A Palestinian boy takes notes on his notebook at a school in the Nuseirat refugee camp, in the central Gaza Strip, on Oct. 26, 2025, after a United States-brokered ceasefire came into effect earlier in the month. With Gaza's education system shattered by two years of gruelling war, UNICEF's regional director said on Oct. 23 that he feared for a “lost generation“ of children wandering ruined streets with nothing to do. (AFP/Eyad Baba)
he United Nations agency for Palestinian refugees (UNRWA) announced this week that following the start of the ceasefire Gaza, it was reopening some schools in the territory, with children gradually returning to classes.
UNRWA chief Philippe Lazzarini said on X Tuesday that more than 25,000 schoolchildren had already joined the agency's "temporary learning spaces", while some 300,000 would follow online classes.
At Al Hassaina school in western Nuseirat in the central Gaza Strip on Saturday, classes had just resumed despite the shortage of available classrooms. Warda Radwan, an 11-year-old student, said she was looking forward to returning to her learning routine.
"I am in sixth grade now, but I lost two years of schooling because of displacement and the war," she told AFP.
During the two-year war between Israel and Hamas, Al Hassaina, like many other UNRWA facilities throughout the territory, became a shelter for dozens of displaced families. Their presence was still visible in the lines of laundry strung across the building's three floors.
Radwan explained that classes "are restarting classes slowly" as the school is emptied of the families living there.

PROBLEMS AND TASKS:
a – In the article on Gaza's schools reopening, how many schoolchildren had already joined UNRWA's temporary learning spaces, according to Philippe Lazzarini?
b – Carry the article about Gaza's schools reopening forward from its last sentence.
The data that comes next is from a different source.

DATA:
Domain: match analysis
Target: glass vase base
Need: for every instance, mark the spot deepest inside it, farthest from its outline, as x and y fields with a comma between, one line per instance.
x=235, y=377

FINAL RESULTS:
a – More than 25,000.

b –
Then, she said, she and her classmates "can continue learning like we did before".
In the school's courtyard on Saturday, young girls lined up for the morning assembly, performing stretching exercises under their teachers' supervision and chanting: "Long live Palestine!"
As classes began, about 50 girls crammed into a single classroom, sitting on the floor with no desks or chairs. They responded enthusiastically to the teacher's questions and eagerly copied the lesson from the blackboard into their notebooks, happy to be back in school after two years.
Another classroom hosted a similar number of older girls in their teens. The conditions were identical: All sitting on the floor with notebooks resting on their laps.
Jenin Abu Jarad, a relative of one of the students, said she was thankful to see the children back in classes.
"Since Oct. 7, there hasn't been any school for our children," she said.
"During this time, all they could do was fetch water, get food, or play in the streets. But thankfully, about a week to ten days ago, schools began reopening gradually," she added.